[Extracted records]
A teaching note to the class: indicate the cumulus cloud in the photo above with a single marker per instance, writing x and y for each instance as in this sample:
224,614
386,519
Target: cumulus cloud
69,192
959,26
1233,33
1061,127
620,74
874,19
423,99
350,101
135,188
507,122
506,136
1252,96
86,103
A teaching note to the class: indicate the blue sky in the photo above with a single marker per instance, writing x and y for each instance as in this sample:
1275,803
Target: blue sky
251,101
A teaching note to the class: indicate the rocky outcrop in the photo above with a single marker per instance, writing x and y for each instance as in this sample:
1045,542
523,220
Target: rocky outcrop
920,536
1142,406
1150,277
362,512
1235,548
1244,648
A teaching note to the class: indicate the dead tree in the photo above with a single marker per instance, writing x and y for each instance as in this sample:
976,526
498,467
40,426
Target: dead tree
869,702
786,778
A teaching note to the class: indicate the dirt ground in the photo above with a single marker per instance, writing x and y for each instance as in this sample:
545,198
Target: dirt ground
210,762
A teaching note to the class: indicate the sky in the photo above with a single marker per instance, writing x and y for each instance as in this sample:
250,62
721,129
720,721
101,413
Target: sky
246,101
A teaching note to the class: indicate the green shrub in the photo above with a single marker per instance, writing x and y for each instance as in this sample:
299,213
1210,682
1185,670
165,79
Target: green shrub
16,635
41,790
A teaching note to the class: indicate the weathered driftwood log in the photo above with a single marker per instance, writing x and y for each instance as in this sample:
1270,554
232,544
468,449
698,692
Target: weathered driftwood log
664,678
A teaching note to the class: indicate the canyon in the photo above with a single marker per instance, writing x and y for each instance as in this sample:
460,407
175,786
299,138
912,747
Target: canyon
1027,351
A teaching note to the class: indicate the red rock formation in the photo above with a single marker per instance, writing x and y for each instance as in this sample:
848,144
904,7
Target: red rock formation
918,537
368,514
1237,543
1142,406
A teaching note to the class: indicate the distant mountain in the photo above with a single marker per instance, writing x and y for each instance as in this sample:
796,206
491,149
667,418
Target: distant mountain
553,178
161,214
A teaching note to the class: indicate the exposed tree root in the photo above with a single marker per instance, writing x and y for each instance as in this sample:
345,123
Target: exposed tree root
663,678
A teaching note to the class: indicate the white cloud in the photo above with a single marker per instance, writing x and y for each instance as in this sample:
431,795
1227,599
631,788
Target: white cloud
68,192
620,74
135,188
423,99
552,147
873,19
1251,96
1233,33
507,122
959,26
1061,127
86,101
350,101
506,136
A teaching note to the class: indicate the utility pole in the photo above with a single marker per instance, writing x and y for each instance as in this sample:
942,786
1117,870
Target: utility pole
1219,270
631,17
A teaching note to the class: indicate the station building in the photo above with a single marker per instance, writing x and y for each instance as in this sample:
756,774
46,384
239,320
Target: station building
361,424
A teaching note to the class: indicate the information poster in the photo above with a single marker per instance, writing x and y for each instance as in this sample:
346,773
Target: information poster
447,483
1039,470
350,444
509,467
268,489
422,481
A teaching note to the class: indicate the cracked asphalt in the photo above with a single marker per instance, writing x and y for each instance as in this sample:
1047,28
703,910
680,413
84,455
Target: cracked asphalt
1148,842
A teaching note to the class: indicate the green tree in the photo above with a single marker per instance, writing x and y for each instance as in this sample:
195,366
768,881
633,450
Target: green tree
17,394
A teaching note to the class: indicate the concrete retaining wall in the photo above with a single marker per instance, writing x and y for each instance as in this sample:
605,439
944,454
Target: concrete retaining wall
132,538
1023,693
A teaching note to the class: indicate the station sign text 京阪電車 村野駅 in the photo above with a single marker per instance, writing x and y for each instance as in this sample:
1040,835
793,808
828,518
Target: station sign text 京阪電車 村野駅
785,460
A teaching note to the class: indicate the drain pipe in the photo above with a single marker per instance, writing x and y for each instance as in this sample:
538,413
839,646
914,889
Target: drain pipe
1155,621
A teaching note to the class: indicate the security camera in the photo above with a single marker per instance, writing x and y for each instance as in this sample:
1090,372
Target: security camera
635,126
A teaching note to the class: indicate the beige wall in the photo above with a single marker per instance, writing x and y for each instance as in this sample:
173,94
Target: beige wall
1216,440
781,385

**What is expected**
With nothing left out, copy every record exactly.

**Task response**
A teaching note to the class: indicate the cumulus cloud in the photo above with a single marker per instance, writing x and y for each instance as in this sample:
224,614
386,519
Target: cumulus cloud
69,192
959,26
1233,33
1061,127
620,74
874,19
423,99
350,101
135,188
507,122
506,136
1252,96
86,103
A teaching note to the class: indicate the blue sky in the photo above with a single marker per instance, writing x and y for each instance as in this sample:
1275,803
Target: blue sky
251,101
A teaching note to the class: indicate the rocky outcrop in the photo above with a single marker per instance, writing x and y for each instance as in this sample:
1045,542
523,220
Target: rocky outcrop
920,536
1142,406
1150,277
362,512
1235,548
1244,648
A teaching note to the class: indicate the dead tree in the photo above with a single marker per instance, writing x and y for each instance as in this sample:
976,526
498,467
40,426
Target: dead tree
869,702
786,778
A teaching note to the class: indicate the dirt ground in the photo above with a single marker per instance, writing x and y for each instance as in this sample:
545,198
Target: dirt ground
210,762
A teaching note to the class: indicate the sky in the photo above with a single marker per instance, writing x and y for each instance as in this sample:
250,62
721,129
720,721
101,413
Target: sky
246,101
A teaching note to the class: indicate the green shrub in the photo above with a single marker per instance, writing x and y for each instance as in this sample:
299,213
1210,682
1185,670
165,79
Target: green shrub
16,635
41,790
A teaching note to the class: indicate the weathered driftwood log in the photo above with a single marker per instance, writing x and y for each instance as in this sample:
1270,554
232,544
468,449
698,692
Target: weathered driftwood log
664,678
A teaching note to the class: indicate the canyon in the photo above with a single marker per instance, writing x and y for each instance as in this sample:
460,407
175,786
299,138
912,747
Target: canyon
1027,351
A teaching note to the class: indicate the red rock formation in the photo above with a single marker per instance, writing x and y for each instance as in this sample:
848,144
904,7
Target: red rock formation
918,537
368,514
1237,543
1142,406
A teaching note to the class: indicate the distant mountain in the photo above with a single marker per instance, writing x and y for each instance as in this sample:
796,206
491,149
667,418
Target: distant mountain
553,178
161,214
A teaching note to the class: indicate the exposed tree root in the photo above with a single marker per instance, writing x and y for each instance as in this sample:
345,123
Target: exposed tree root
663,678
A teaching note to the class: indicate the white cloud in the photo above with a single marker per instance, writing x and y for each instance as in this sample:
431,795
1227,599
631,788
Target: white cloud
68,192
620,74
135,188
423,99
552,147
873,19
1251,96
1233,33
507,122
959,26
1061,127
86,101
350,101
506,136
A teaching note to the class: indicate the utility pole in the photo above with a single marker per instance, writing x and y for each instance as in this sample:
942,786
1117,870
Target: utility pole
1219,270
631,17
A teaching note to the class: indicate the station building in the photo above with a single marker per instance, writing x and y for each instance as in this sample:
756,774
46,384
239,320
Target: station building
361,424
A teaching note to the class: indicate the information poster in the photo above with a single marker per instance, writing x and y for each instance as in this sample:
346,773
Target: information poster
447,483
1039,470
350,444
509,467
268,489
422,481
A teaching note to the class: indicate the cracked asphalt in the photo above with a single marker per instance, writing x and y for each instance as in this sample:
1047,28
703,910
680,413
84,455
Target: cracked asphalt
1148,842
A teaching note to the class: indicate the green tree in the photo above with a single marker per instance, writing x and y for each instance as in this sample:
195,366
768,881
633,450
Target: green tree
17,394
A teaching note to the class: indicate the concrete retaining wall in the photo above with a single marker per instance, writing x and y for each instance as in this sample:
605,439
944,454
Target: concrete retaining wall
132,538
1023,693
A teaching note to the class: indicate the station sign text 京阪電車 村野駅 in the photo above with a single marker per instance, writing x and y for each instance as in this sample:
1040,835
793,808
828,518
Target: station sign text 京阪電車 村野駅
785,460
A teaching note to the class: indicate the drain pipe in the photo above with a single marker per instance, writing x and y for each instance as in this sample:
538,413
839,646
914,889
Target: drain pipe
1155,621
A teaching note to the class: indicate the security camera in the photo above with a single marker per instance, writing x and y for each instance as in this sample:
1090,372
Target: security camera
635,126
A teaching note to the class: indicate the beige wall in the photo above with a single marker per instance, writing x and y for each instance as in this sample:
173,94
Target: beige wall
1216,440
781,385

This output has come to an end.